Page excerpt:
○ ○ ○
It’s also worth noting that the graph visualization was generated using the draw_mermaid_png method, which allows exporting the flow as an image, making it easier to understand and debug the workflow. Additionally, the execution result corresponds to the final graph state after invoke. From it, the report field is extracted and saved as a Markdown file, allowing the generated content to be reviewed.

Results

To test the report generation workflow, the chosen topic was “Model Context Protocol (MCP)”.

To better visualize which nodes were executed until the final output, the LangSmith tracing is shown below. For more details on the tool, see a post I wrote about observability with LangSmith.

Notice that the three defined nodes are executed initially. From the review step onward, however, the flow starts iterating between the report generation and review nodes. This happens because the reviewer does not approve the initial version and requests improvements, causing the graph to return to the generation node. This cycle repeats a few times until the state indicates approval (review["approved"] == True), at which point the flow is finalized.

To reinforce the understanding, it’s worth noting that the output of a LangGraph graph corresponds to the final state after execution. As shown in the image, the output follows the structure defined in ReportState, containing the fields updated throughout the workflow.

Finally, below is the final report generated for the given topic:

Click to expand the final report 👇

Model Context Protocol (MCP) Report

Introduction

The Model Context Protocol (MCP) is an open standard introduced by Anthropic in November 2024. It aims to standardize the integration of artificial intelligence (AI) systems, particularly large language models (LLMs), with external tools, data sources, and systems. This report outlines the architecture, operational impact, and deployment modes of MCP, along with examples of its application.

Architecture

MCP provides a standardized framework that facilitates two-way communication between AI applications and external resources. The architecture consists of two main components:

MCP Client: Integrated within host applications, the MCP client manages connections with MCP servers. It translates the host’s requirements into the Model Context Protocol format, enabling seamless interaction with external tools and data sources.
MCP Server: This component adds context and capabilities, exposing specific functions to AI applications. MCP servers can be categorized into reference servers, official integrations, and community servers, each serving different purposes within the MCP ecosystem (Descope, 2025; Salesforce, 2025).
○ ○ ○
Information supplied:

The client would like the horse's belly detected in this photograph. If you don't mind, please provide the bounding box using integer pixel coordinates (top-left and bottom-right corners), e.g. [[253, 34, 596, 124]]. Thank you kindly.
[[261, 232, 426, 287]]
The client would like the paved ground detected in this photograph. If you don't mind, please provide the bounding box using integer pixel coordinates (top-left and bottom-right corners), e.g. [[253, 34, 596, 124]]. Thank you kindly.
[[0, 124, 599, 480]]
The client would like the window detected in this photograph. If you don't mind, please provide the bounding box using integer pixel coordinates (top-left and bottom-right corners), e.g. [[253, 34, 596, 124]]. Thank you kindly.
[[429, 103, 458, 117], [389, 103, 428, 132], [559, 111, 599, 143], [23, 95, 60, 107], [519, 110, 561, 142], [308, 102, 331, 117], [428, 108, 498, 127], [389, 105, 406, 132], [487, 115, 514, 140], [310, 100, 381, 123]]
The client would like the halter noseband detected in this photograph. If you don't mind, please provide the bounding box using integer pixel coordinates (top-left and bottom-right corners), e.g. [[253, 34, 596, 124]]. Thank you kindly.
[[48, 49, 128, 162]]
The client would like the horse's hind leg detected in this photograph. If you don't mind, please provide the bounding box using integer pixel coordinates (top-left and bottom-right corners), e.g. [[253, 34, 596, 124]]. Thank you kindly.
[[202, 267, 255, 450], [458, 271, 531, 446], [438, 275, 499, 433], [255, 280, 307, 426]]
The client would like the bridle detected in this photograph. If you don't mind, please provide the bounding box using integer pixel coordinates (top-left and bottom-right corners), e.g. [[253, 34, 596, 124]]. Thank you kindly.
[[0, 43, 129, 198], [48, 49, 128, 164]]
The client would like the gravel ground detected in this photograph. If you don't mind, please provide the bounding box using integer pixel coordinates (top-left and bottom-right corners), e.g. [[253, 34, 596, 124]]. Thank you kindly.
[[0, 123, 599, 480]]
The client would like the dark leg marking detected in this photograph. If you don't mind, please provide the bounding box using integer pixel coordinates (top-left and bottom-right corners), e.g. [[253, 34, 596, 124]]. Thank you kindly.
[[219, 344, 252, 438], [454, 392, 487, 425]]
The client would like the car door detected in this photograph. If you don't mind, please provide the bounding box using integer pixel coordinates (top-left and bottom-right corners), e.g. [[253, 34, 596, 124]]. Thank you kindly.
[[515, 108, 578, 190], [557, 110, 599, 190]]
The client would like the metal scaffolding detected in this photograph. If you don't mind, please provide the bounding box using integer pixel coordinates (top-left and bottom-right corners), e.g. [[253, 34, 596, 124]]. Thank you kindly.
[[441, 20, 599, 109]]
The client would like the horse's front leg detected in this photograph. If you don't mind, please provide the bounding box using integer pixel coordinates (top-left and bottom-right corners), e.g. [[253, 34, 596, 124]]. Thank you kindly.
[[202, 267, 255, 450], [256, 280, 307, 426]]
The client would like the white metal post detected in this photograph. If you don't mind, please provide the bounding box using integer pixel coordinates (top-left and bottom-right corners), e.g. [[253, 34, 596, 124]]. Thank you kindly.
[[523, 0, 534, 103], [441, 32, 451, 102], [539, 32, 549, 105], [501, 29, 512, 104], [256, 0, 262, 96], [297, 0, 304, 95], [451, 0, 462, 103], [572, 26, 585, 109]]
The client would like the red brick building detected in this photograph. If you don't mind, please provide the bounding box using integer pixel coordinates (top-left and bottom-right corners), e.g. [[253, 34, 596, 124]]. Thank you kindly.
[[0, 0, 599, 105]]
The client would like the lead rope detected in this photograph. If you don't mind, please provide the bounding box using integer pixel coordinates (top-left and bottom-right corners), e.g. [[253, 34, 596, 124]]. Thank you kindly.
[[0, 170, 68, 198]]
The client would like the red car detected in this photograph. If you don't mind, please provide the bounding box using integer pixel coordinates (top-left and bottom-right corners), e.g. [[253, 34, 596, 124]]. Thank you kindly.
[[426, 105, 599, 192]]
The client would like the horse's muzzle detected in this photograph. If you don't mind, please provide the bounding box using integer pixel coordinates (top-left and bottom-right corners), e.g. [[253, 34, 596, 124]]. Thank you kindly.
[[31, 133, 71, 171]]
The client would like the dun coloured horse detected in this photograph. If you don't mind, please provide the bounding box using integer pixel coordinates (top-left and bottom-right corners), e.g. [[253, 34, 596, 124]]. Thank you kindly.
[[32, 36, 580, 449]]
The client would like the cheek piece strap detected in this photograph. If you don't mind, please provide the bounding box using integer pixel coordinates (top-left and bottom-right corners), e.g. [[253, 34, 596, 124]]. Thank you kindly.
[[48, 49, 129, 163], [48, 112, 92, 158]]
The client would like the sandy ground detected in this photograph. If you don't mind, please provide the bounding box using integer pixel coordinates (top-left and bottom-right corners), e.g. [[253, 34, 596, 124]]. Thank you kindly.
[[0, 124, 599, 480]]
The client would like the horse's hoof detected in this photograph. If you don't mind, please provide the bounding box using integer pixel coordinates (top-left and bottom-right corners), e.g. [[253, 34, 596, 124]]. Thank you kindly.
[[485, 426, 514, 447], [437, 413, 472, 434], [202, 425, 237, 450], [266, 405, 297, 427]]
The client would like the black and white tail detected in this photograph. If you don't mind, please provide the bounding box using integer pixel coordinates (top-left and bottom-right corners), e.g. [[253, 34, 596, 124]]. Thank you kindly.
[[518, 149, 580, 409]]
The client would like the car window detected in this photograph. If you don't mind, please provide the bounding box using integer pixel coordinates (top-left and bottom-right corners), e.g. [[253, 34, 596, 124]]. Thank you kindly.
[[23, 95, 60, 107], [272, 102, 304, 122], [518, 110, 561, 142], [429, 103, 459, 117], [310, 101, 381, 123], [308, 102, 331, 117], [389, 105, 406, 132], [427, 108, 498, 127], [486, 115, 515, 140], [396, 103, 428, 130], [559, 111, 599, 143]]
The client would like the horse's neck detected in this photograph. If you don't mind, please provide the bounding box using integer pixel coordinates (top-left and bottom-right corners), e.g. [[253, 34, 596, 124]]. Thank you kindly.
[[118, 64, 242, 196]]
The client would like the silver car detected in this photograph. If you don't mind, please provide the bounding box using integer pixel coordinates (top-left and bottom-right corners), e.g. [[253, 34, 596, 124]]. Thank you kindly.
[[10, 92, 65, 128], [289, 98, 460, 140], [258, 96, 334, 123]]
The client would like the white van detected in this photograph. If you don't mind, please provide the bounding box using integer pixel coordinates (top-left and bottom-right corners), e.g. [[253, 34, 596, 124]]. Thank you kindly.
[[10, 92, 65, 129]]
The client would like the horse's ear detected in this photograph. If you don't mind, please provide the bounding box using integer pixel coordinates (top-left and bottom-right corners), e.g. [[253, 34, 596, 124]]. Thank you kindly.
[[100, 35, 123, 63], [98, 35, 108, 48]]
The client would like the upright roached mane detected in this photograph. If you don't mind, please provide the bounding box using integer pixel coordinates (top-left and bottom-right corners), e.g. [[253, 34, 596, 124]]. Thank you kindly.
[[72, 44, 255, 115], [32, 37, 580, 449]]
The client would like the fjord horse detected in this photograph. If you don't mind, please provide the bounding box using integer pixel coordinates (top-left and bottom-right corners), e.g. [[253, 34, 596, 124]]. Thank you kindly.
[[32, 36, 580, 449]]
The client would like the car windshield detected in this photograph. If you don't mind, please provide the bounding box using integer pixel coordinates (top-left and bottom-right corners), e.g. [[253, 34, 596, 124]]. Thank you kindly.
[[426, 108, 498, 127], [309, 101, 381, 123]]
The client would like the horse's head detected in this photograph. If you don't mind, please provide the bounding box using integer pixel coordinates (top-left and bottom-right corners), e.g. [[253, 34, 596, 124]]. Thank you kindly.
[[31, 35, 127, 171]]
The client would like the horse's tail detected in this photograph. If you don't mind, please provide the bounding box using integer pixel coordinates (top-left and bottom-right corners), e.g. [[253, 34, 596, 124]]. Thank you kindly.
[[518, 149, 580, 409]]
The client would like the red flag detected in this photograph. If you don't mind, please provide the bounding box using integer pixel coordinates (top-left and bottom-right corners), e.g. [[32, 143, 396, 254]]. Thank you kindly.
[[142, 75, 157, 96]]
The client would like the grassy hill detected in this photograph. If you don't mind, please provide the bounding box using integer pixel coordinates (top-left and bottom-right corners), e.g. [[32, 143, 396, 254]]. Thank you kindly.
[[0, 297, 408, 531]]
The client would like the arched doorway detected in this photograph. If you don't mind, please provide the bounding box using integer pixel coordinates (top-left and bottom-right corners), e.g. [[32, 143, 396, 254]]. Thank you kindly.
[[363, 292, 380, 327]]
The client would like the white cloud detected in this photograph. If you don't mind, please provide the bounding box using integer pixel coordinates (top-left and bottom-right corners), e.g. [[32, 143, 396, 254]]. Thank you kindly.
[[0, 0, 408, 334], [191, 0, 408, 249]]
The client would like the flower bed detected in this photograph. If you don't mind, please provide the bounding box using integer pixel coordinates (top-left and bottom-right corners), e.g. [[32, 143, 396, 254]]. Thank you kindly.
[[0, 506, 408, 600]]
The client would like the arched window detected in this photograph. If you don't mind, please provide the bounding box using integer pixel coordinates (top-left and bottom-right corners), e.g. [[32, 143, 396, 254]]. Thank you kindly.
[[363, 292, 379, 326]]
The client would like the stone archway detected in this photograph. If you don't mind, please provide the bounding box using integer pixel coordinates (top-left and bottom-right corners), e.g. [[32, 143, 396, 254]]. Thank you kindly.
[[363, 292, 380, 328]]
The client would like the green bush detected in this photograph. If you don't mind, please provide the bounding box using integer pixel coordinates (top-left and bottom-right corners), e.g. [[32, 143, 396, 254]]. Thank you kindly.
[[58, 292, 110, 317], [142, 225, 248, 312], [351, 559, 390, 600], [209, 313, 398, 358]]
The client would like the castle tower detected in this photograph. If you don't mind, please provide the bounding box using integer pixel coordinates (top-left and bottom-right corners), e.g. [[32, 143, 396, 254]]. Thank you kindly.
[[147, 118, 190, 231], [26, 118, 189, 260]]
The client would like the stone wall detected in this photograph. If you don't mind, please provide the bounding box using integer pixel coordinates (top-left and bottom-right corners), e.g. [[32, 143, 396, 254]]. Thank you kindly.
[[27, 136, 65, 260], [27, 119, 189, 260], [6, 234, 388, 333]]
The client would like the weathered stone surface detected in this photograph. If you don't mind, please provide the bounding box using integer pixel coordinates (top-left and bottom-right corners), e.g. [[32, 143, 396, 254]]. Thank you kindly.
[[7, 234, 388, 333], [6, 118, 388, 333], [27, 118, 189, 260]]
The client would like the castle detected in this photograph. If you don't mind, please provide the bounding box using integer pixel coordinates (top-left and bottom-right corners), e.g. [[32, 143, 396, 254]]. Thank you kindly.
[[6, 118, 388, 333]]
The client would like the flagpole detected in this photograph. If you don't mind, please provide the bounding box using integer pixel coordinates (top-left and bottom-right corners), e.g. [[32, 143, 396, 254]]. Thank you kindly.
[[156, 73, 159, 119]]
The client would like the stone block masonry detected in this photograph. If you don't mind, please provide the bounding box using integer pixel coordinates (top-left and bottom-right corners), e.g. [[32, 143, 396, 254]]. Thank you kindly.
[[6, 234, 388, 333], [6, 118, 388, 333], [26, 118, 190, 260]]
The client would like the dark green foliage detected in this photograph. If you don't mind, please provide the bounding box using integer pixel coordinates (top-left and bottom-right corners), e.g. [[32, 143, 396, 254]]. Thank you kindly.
○ ○ ○
Apply what you read:
(1) Name every category of MCP server given in the LangGraph report workflow excerpt.
(2) Continue the LangGraph report workflow excerpt from its final sentence onward.
The lines on this page are material separate from the LangGraph report workflow excerpt.

Expected responses:
(1) Reference servers, official integrations, and community servers.

(2)
The communication between MCP clients and servers is bidirectional, allowing for dynamic discovery of tool metadata and safe invocation of tool interfaces (Databricks, 2025).

Operational Impact

MCP significantly enhances the capabilities of AI applications by providing a standardized way to access external data and tools. This integration allows AI systems to perform complex tasks that require real-time data access and processing. For instance, MCP can facilitate the querying of managed databases like Cloud SQL or Spanner, enabling AI applications to retrieve customer information or operational data efficiently (Google Cloud, 2025).

The protocol also supports various deployment modes, including local and remote setups. MCP servers can be deployed alongside AI applications or on separate cloud services, utilizing transport methods like Server-Sent Events (SSE) for real-time data streaming (Google Cloud, 2025).

Examples of Application

MCP can be implemented in various environments, including:

Container Orchestration: Utilizing platforms like Google Kubernetes Engine (GKE) for managing complex, stateful applications that require fine-grained control over resources (Google Cloud, 2025).
Managed Databases: Enabling AI applications to securely access relational databases for operational needs (Google Cloud, 2025).

These examples illustrate the versatility of MCP in enhancing AI capabilities across different sectors.

Conclusion

The Model Context Protocol represents a significant advancement in the integration of AI systems with external tools and data sources. By providing a standardized framework for communication, MCP enables more capable and autonomous AI applications, paving the way for innovative solutions in various industries.